◆ **Items**:

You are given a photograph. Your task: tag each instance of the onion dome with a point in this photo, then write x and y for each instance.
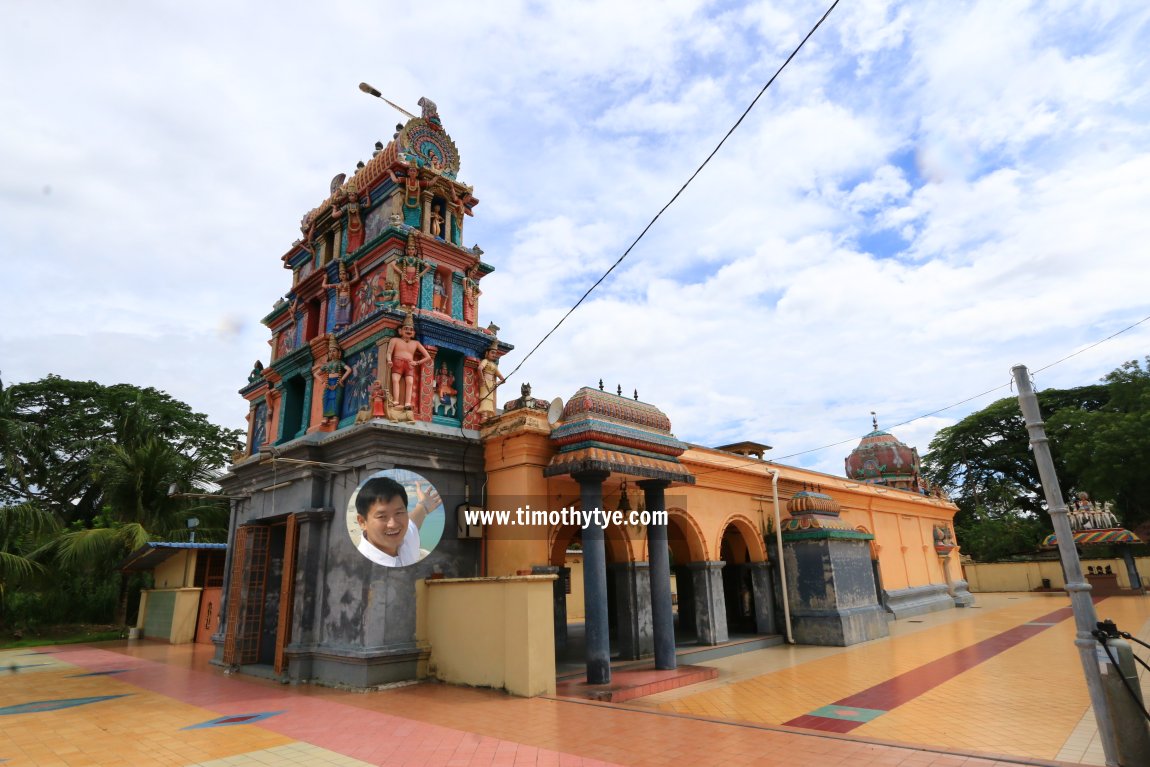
(882, 459)
(807, 501)
(814, 515)
(604, 431)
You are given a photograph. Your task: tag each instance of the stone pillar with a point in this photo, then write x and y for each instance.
(1132, 569)
(662, 620)
(764, 598)
(710, 608)
(957, 589)
(595, 581)
(633, 610)
(558, 600)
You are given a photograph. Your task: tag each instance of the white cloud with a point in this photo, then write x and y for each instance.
(156, 166)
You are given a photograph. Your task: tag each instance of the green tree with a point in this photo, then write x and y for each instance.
(56, 431)
(86, 472)
(986, 463)
(1108, 449)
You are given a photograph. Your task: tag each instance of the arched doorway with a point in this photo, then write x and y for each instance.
(746, 593)
(566, 553)
(684, 539)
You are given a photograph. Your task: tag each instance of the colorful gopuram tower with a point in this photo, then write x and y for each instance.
(384, 250)
(378, 369)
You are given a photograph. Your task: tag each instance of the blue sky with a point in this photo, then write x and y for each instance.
(930, 193)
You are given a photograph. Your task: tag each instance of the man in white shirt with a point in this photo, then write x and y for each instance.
(391, 534)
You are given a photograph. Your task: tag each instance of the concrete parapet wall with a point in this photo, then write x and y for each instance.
(495, 633)
(1028, 576)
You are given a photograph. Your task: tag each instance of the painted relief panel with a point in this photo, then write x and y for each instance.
(358, 388)
(446, 405)
(377, 220)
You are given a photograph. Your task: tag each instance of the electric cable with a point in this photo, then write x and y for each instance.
(675, 197)
(1101, 635)
(935, 412)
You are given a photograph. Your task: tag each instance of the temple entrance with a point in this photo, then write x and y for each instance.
(294, 408)
(738, 588)
(567, 554)
(260, 595)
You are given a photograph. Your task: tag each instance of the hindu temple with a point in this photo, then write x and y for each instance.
(377, 431)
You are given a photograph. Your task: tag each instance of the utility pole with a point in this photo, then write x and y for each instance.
(1086, 619)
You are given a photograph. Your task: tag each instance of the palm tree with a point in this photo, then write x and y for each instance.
(136, 474)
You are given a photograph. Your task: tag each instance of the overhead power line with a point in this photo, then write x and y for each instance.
(676, 194)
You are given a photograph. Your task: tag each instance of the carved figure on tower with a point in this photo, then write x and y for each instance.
(472, 293)
(343, 313)
(411, 184)
(404, 355)
(411, 268)
(489, 382)
(444, 391)
(439, 294)
(334, 374)
(346, 201)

◆ **Exercise brief**: Update all of the material above by replacing "a photograph" with "an image" and changing nothing else. Leave the pictures out of your answer.

◆ **Solution for this task**:
You are given an image. Your task: tag each instance of the onion dome with a point in this photo, then write x and y for each instance.
(882, 459)
(807, 501)
(814, 515)
(604, 431)
You are given an image. Your task: tag each instance of the stone pillar with a point in this photo, then write x and y for each instance.
(1132, 569)
(662, 620)
(764, 598)
(710, 608)
(957, 589)
(595, 581)
(633, 610)
(558, 600)
You are given an image. Your task: tag each instance of the white cloud with a point in this photo, then write x and y for each instance.
(156, 166)
You are given an image. Your task: tag each instance of the green tree with a point in this photo, then write x and y for each instance.
(56, 431)
(86, 472)
(986, 463)
(1108, 449)
You are given an image. Your task: tag each instance of the arched doorway with a point in this photo, then write x and y for each instance.
(746, 593)
(566, 553)
(684, 539)
You are given an image. Your task: tag each instance of the colorful gopuram tower with a point in this photo, then write x and y for each instance.
(384, 250)
(378, 369)
You are given an image. Your task: tag each instance of the blue sky with a point in this photo, then write x and y for each instance.
(930, 193)
You are given an image. Your task: tag each instance of the man in white shirt with a point in this photo, then write x and y for each instance.
(391, 534)
You are given an image. Your task: tag each instance of the concrete parapet wall with a point in this photo, then write x and y for each instance.
(495, 633)
(1028, 576)
You are given an image. Your task: tag each instance of the painted relief panel with a point in this photo, then write x and y for each instance.
(358, 388)
(446, 405)
(377, 220)
You are given an image. Your task: tag each instance of the electric cable with a point in this photo, then write x and y for each instance.
(675, 197)
(1101, 635)
(935, 412)
You are given an image. Your task: tag each instance of the temple entrance with a point in this photo, then write x and y for each instance.
(294, 408)
(738, 588)
(567, 554)
(260, 595)
You are given an image. Your task: tag each instance of the hindu temple with a point in this photo, then write x and y for each instance.
(377, 431)
You are given an image. Your task: tag each instance of the utility pole with a point in this photo, then write x and y for each instance.
(1086, 619)
You are given an image. Your task: tag each instance of the palm tree with a point in this photo, then write x and y for each instance.
(136, 474)
You are given an image. Your task: tag each instance of the overhead power line with a point in this photo, then write x and y for each instance.
(676, 194)
You are given an image. Your task: tag each instance of the carved figure on tower with a point in this photo, then write x and y for each instance.
(472, 293)
(343, 313)
(411, 184)
(404, 355)
(411, 268)
(489, 382)
(444, 391)
(439, 294)
(334, 374)
(346, 201)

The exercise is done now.